Records for processing:
== Segment start ==

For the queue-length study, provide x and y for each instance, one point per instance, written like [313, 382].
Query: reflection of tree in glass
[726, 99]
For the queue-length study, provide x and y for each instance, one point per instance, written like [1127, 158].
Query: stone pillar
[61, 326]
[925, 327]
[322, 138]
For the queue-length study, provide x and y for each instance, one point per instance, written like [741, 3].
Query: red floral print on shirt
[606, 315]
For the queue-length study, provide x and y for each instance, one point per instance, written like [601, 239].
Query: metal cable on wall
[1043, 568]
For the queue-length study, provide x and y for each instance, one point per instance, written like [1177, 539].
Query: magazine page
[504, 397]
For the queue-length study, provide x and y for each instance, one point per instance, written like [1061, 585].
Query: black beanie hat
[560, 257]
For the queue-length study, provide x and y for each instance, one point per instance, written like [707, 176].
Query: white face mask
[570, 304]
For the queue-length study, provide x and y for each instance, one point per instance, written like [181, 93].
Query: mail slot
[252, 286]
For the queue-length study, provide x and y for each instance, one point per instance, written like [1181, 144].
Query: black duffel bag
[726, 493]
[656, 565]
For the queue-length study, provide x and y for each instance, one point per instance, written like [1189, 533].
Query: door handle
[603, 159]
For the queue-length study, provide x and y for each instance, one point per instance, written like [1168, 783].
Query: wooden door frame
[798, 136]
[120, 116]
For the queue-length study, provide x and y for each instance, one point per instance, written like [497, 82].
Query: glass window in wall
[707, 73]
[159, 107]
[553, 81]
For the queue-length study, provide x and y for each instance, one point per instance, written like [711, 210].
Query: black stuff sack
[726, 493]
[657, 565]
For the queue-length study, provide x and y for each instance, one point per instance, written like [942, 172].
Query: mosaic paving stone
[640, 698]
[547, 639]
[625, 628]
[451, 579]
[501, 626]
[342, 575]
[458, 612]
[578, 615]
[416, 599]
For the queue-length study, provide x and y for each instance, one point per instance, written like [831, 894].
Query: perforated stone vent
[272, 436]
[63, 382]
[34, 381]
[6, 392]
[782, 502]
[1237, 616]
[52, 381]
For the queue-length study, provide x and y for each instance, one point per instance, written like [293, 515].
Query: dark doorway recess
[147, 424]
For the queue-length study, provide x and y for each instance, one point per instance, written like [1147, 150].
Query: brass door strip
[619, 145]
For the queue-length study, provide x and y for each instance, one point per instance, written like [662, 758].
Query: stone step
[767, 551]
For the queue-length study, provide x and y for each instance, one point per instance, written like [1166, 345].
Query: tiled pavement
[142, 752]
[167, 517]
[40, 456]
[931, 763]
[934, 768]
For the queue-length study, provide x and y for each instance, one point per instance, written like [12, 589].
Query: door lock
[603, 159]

== Segment end ==

What you are asked to do:
Copy exactly. Include the line containing "Query: mosaic paving stone" and every later line through the end of the listing, and nothing else.

Task result:
Query: mosaic paving stone
[640, 698]
[547, 639]
[625, 628]
[451, 579]
[501, 626]
[342, 575]
[458, 612]
[578, 615]
[416, 599]
For the queue-length study, provide x and y for each instance, one point per instance, written like [831, 894].
Query: perforated stone vent
[272, 436]
[63, 382]
[34, 381]
[6, 392]
[782, 502]
[1237, 616]
[52, 381]
For the queue-length study, provide x and y for each instance, one point per instance, written like [293, 515].
Query: dark doorway recess
[147, 424]
For the queue-length study, provide x and y for each instance, one point per instance, written like [1147, 150].
Query: brass door strip
[619, 145]
For the queue-length study, provide x and y for each instance, one point per instance, written like [662, 758].
Query: stone step
[767, 551]
For the queue-length study, provide x and y for each instance, one point per instance, written like [1166, 345].
Query: tiled pavement
[142, 752]
[167, 517]
[40, 456]
[931, 763]
[934, 768]
For the queue-length study, provide x and y for each instance, one point per instance, written like [12, 589].
Query: door lock
[603, 159]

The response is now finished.